(Supplied information):
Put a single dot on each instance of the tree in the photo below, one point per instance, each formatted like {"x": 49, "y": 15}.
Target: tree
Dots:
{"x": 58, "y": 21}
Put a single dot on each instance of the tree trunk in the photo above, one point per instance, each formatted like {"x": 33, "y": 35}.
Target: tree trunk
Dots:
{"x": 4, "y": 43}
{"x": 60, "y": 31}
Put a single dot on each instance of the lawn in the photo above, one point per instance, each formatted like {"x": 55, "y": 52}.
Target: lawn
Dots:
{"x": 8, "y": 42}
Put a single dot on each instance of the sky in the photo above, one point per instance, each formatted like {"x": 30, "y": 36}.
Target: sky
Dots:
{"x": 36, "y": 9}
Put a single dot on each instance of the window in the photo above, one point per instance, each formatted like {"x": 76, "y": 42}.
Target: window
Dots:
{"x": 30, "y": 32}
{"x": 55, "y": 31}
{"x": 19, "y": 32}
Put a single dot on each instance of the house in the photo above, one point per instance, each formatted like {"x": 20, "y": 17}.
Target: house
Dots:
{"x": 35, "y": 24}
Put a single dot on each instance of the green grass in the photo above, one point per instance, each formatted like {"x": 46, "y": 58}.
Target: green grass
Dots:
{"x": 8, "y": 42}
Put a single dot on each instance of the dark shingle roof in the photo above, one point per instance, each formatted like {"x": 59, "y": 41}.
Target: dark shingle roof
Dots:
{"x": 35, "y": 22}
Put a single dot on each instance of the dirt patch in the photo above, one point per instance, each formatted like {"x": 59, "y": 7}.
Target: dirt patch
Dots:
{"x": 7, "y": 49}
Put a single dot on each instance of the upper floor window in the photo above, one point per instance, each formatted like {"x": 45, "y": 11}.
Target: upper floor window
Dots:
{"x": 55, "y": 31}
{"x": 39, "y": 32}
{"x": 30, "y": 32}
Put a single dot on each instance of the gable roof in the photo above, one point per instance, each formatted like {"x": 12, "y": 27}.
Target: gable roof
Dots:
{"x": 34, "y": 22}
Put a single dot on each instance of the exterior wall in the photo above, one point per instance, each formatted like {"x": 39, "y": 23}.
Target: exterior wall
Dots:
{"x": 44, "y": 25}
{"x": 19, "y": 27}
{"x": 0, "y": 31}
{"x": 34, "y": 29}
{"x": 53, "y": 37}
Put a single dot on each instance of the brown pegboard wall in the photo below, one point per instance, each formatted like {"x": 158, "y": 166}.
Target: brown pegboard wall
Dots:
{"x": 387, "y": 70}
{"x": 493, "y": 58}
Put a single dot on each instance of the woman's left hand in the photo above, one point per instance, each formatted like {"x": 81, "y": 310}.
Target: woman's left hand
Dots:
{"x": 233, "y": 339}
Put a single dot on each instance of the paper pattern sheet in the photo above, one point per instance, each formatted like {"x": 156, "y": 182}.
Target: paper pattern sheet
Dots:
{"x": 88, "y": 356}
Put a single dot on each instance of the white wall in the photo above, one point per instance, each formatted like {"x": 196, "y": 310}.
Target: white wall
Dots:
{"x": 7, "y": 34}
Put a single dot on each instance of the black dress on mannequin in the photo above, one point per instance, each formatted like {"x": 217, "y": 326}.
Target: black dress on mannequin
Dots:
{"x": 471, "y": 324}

(Given problem): Reproduce word for word the lines of the entries above, starting at the line that contains "Put a single dot on each instance of the paper" and ending with the last line of the entries.

(Task answer):
Put a single dot on each instance of the paper pattern sheet in the photo above, one point per instance, each formatted like {"x": 156, "y": 182}.
Target: paper pattern sheet
Dots:
{"x": 88, "y": 356}
Put a single dot on each instance of the white wall in the photo above, one point per instance, each formatted like {"x": 196, "y": 310}.
Target: white wall
Dots:
{"x": 7, "y": 34}
Put a single dot on each instance of the black dress on mannequin in the photo above, one point per instance, each formatted like {"x": 217, "y": 326}.
Target: black dress on mannequin
Dots:
{"x": 471, "y": 324}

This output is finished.